_Selected text:_

-------

Final preparations on a replacement magnet ready to be lowered into sector 3-4. Official photo be CERN
PARIS (BNS): The world’s biggest particle accelerator, the Large Hadron Collider (LHC) will be up and running from next summer, but not at its full energy.
CERN (European Center for Nuclear Research) director general Robert Aymar said the top priority for CERN was to provide collision data for the experiments as soon as reasonably possible. “This will be in the summer of 2009,” Aymar said.
Project director Lyn Evans in a release to the media, from CERN headquarters in Geneva, said that they had a lot of work to do in the coming months. “But we now have the roadmap, the time and the competence necessary to be ready for physics by summer,” Evans said.
The LHC was launched amid great fanfare on September 10, but had to be shutdown soon after due to an electrical mishap. “The malfunction was caused by a faulty electrical connection between two of the accelerator's magnets. This resulted in mechanical damage and release of helium from the magnet cold mass into the tunnel. Proper safety procedures were in force, the safety systems performed as expected, and no one was put at risk,” the CERN said.

-------

_Dataset records:_

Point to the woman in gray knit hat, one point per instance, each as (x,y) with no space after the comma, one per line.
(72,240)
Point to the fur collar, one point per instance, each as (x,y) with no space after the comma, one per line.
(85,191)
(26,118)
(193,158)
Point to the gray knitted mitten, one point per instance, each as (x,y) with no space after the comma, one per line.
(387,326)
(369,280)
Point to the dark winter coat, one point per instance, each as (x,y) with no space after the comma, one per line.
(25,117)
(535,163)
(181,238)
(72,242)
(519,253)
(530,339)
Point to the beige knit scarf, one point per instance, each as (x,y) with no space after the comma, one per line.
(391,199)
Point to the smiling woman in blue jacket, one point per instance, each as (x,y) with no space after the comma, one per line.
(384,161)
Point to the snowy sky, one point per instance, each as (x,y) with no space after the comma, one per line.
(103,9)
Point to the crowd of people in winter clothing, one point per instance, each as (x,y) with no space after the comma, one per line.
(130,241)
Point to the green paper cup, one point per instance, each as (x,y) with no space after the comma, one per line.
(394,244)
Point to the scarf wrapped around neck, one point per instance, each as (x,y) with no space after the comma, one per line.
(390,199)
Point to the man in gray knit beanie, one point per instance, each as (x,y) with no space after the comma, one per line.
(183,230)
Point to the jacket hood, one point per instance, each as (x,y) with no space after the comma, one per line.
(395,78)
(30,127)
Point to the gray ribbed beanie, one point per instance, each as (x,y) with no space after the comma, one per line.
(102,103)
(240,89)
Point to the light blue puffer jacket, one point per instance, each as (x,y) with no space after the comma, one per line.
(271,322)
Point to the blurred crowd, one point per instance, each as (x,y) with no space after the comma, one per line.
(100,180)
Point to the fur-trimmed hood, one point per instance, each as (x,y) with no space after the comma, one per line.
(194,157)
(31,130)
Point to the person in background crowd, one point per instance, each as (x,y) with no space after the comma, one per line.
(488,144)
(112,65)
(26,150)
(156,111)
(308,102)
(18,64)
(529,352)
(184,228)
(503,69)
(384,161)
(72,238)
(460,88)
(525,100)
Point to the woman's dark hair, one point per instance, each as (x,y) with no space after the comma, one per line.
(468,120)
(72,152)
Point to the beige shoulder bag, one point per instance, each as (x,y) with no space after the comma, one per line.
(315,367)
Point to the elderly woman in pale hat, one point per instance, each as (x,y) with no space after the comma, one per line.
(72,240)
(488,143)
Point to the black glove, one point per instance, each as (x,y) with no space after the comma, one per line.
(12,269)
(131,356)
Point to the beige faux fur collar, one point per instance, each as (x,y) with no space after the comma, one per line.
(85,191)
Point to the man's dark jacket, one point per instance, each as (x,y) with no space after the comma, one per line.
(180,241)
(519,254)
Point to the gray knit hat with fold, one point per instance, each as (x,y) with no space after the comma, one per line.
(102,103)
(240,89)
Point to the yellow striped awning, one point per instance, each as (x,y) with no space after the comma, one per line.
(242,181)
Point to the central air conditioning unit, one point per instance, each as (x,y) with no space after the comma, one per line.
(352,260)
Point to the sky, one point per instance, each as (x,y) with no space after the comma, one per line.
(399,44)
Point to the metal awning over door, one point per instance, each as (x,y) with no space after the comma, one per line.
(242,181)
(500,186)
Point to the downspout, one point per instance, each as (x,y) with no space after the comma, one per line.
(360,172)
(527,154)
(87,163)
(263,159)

-------

_Task description:_
Pick up the news article on the Large Hadron Collider's restart after its last sentence and carry it on.

_Output of the exercise:_
The organisation said that detailed studies of the malfunction have allowed the LHC's engineers to identify means of preventing a similar incident from re-occurring in the future, and design new protection systems for the machine. “A total of 53 magnet units have to be removed from the tunnel for cleaning or repair, of these, 28 have already been brought to the surface and the first two replacement units have been installed in the tunnel. The current schedule foresees the final magnet being reinstalled by the end of March 2009, with the LHC being cold and ready for powering tests by the end of June 2009,” the CERN said.
Giving details about the machine, CERN officials said that it was designed to collide protons with energies of 7 trillion electron volts apiece, and the super conducting electromagnets that steer the protons have to be cooled to two degree Celsius above absolute zero. “Parts of it have had to be warmed up for repairs, and we hope to have the entire ring cold by the end of June, and that collisions perhaps as high as five trillion electron volts could begin in August,” the officials said.
CERN spokesperson, James Gilles said that collisions at higher levels would not be possible by then because the magnets have not been ‘trained’ to the levels necessary for seven-trillion-electron-volt operation. This is an “aggressive schedule”, Gillies said.
Talking about the accident, the spokesperson said that the collider had just begun to fire up its beams of protons (but had not actually begun to collide them), when, on September 19, an electrical bus connecting two magnets developed a spot of resistance, began to heat up under the load of 9,300 amperes and vaporised.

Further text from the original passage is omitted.